═══ Records ═══

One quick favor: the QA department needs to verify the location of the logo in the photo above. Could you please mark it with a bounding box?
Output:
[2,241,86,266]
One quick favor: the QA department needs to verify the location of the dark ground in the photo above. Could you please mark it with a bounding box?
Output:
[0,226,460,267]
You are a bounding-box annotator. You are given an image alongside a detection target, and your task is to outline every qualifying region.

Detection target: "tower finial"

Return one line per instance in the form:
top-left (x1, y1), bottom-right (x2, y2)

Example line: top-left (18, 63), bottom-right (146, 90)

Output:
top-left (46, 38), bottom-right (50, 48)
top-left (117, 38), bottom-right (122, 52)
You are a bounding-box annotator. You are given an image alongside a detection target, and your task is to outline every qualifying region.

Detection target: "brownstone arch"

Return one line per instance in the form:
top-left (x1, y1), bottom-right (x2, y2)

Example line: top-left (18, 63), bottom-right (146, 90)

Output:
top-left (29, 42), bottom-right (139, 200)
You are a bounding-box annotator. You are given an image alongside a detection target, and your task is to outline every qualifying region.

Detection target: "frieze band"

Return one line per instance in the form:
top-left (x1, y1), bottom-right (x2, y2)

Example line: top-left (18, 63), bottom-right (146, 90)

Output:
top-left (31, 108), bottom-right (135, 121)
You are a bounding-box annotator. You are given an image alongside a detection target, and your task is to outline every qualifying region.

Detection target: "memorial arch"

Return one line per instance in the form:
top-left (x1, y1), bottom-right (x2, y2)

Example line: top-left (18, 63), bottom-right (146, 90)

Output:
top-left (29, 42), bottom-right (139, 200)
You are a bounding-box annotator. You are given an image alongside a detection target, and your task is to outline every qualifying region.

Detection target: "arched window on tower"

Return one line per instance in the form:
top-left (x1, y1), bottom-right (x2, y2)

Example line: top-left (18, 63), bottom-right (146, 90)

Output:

═══

* _Your task_
Collect every line in the records above that holds the word "department".

* _The completed task_
One quick favor: the QA department needs to verify the location of the logo in the photo above. Could you please mark it with a bounding box?
One quick favor: the QA department needs to verify the location of the dark ground in the photo above. Could you please mark it with a bounding box?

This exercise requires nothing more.